Directions for this task: An exact copy of the lines from the one containing "Labeling fields. Category: green leaf." through the last line below is required; include both of those lines and no others.

[Stored data entries]
-----

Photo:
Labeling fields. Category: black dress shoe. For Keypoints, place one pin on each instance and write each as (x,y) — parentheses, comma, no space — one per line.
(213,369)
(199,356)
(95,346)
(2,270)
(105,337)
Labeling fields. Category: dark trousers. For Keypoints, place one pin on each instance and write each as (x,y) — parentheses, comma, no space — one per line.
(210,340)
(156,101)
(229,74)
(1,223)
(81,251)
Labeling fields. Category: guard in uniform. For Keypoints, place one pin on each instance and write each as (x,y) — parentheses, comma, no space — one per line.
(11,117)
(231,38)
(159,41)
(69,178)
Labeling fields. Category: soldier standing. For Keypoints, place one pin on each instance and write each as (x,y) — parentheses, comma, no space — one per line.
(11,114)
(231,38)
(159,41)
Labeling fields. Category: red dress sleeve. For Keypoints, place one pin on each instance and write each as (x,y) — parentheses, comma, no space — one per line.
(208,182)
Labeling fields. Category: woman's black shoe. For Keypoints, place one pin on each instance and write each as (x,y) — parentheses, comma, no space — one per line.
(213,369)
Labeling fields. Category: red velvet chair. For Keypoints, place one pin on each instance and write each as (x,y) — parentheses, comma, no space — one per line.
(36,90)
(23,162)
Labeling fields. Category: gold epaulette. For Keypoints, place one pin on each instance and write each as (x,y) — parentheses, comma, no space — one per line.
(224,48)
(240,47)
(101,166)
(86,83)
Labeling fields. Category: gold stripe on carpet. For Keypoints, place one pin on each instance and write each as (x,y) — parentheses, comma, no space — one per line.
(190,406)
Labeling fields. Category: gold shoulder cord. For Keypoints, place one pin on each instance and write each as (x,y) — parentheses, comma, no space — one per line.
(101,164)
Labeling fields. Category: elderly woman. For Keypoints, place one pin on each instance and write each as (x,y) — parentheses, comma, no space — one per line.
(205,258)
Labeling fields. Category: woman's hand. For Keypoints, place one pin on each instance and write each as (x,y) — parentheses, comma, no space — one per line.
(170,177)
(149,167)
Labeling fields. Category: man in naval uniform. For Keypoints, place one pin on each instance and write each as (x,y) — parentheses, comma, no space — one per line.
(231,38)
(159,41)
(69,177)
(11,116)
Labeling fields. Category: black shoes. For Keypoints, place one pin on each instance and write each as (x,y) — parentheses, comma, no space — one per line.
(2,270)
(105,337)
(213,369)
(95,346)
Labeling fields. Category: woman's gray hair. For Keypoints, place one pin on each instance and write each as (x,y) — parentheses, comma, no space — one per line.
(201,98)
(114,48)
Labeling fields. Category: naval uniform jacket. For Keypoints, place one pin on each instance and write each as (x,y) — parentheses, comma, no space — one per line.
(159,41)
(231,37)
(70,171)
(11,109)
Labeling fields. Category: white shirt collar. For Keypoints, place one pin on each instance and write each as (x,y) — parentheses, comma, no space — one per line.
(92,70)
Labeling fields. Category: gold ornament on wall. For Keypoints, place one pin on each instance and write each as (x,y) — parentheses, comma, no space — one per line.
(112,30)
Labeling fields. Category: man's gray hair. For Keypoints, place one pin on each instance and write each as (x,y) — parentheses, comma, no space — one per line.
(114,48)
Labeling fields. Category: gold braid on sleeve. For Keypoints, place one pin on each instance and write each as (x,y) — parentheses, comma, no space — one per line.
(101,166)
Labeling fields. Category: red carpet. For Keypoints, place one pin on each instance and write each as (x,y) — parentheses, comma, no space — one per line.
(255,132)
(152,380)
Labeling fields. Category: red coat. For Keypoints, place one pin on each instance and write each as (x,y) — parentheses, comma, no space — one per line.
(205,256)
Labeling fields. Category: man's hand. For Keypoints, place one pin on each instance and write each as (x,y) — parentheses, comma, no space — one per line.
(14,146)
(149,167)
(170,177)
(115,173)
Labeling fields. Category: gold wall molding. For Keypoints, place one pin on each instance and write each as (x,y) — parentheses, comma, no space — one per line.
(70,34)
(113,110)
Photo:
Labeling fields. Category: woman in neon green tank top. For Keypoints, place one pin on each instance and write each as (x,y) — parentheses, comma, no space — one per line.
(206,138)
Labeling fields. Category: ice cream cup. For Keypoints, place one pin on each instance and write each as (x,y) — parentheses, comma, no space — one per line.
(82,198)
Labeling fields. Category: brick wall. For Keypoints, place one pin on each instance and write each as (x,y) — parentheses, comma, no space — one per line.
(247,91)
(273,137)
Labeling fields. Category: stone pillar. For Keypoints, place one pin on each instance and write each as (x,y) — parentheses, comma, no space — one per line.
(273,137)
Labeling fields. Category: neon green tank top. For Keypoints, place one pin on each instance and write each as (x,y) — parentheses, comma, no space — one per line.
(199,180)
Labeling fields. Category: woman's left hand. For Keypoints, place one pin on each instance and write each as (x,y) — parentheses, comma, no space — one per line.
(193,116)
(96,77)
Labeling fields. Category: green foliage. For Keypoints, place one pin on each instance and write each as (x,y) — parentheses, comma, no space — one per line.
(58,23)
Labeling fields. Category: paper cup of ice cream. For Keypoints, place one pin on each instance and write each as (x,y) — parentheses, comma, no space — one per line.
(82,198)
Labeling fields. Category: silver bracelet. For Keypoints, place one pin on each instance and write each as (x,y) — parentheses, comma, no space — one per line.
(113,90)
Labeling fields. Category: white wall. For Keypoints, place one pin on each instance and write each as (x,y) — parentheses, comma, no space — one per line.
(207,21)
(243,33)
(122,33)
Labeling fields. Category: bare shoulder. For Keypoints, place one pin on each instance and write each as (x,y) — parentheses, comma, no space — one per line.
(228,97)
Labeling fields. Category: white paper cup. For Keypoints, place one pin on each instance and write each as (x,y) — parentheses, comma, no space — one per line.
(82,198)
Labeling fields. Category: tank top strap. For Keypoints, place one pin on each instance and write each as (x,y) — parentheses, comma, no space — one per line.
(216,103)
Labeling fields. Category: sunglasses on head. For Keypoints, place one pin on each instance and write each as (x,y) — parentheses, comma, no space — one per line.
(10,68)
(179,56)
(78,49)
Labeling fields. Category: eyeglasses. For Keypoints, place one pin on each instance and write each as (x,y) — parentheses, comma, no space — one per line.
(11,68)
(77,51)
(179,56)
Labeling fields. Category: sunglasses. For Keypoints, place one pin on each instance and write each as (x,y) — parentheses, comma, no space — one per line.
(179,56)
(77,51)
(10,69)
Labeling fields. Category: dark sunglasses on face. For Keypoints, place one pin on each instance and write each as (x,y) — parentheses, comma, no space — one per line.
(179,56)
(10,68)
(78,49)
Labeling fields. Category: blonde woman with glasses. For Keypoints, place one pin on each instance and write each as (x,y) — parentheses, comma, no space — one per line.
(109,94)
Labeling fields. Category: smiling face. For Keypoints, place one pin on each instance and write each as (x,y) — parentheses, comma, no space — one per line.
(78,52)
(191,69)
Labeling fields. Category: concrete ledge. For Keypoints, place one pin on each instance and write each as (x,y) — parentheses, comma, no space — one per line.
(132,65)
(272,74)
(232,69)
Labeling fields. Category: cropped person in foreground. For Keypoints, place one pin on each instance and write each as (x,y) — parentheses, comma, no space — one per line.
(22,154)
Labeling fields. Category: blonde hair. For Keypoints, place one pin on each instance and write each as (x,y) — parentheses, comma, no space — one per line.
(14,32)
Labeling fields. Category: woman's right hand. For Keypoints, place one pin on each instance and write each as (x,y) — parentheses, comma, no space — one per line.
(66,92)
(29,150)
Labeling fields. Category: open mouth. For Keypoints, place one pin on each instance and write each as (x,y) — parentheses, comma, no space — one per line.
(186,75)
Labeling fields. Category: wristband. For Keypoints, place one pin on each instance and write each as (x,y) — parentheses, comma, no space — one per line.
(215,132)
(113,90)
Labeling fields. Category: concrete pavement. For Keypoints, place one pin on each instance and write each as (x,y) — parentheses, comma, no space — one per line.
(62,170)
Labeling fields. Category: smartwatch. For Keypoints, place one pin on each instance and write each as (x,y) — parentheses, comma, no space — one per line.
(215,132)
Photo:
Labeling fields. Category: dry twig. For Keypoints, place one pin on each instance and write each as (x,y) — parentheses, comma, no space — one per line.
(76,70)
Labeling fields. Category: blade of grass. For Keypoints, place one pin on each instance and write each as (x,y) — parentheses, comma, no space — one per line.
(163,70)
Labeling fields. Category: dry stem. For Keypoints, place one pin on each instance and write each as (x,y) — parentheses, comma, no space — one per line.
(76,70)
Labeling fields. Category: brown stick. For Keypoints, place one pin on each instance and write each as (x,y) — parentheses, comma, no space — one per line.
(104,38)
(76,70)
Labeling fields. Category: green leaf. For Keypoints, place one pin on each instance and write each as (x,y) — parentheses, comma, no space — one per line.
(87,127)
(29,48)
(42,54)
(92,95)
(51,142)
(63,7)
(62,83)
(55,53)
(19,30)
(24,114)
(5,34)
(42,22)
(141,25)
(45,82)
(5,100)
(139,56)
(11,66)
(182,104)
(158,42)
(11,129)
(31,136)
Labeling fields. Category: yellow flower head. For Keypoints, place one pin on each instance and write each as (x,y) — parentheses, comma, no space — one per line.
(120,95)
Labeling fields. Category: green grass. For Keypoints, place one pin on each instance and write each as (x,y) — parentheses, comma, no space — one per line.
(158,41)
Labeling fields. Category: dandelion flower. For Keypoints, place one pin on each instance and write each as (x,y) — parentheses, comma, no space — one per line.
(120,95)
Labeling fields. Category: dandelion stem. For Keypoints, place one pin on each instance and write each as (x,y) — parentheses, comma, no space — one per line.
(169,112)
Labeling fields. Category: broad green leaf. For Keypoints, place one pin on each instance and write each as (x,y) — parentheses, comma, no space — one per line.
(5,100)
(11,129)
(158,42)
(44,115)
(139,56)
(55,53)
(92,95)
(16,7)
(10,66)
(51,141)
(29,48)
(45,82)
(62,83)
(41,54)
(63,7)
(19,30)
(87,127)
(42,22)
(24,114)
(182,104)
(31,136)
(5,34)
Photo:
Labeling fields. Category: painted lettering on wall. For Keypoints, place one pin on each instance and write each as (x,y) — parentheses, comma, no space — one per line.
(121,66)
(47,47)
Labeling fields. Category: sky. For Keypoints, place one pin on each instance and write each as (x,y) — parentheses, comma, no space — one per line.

-----

Finished exercise:
Labeling fields. Category: green leaf. For Keypoints, place one pin on each instance and write each as (x,y) — parentheses, comma, no space — one per line.
(87,127)
(29,48)
(42,54)
(92,95)
(51,142)
(63,7)
(62,83)
(55,53)
(19,30)
(24,114)
(5,34)
(42,22)
(141,25)
(45,82)
(5,100)
(139,56)
(11,66)
(182,104)
(158,42)
(11,129)
(31,136)
Labeling fields. Category: yellow flower head. For Keypoints, place one pin on each instance and write each as (x,y) — parentheses, comma, no space — one per line.
(120,95)
Labeling fields. Category: green grass. For Keypoints, place one pin on each instance and write each as (x,y) — parentheses, comma, no space — one per line.
(158,41)
Labeling fields. Category: dandelion flower. For Keypoints, place one pin on each instance and write each as (x,y) — parentheses, comma, no space — one per line.
(120,95)
Labeling fields. Category: dandelion stem. For Keypoints, place one pin on each instance and write each as (x,y) — parentheses, comma, no space — one per line.
(169,112)
Labeling fields. Category: broad green leaf. For Keypoints, place one pin on each instance and write each as (x,y) — parentheses, comma, no space — one per line.
(5,100)
(11,129)
(158,42)
(44,115)
(139,56)
(55,53)
(92,95)
(16,7)
(10,66)
(51,141)
(29,48)
(45,82)
(62,83)
(41,54)
(63,7)
(19,30)
(87,127)
(42,22)
(24,114)
(182,104)
(31,136)
(5,34)
Photo:
Labeling fields. Category: painted lettering on wall. For Keypoints, place one pin on each instance and write each as (x,y) — parentheses, comma, no space — one per line.
(121,66)
(47,47)
Labeling fields. Category: sky. For Keypoints, place one pin on each instance and write each as (x,y) — parentheses, comma, no space — one per line.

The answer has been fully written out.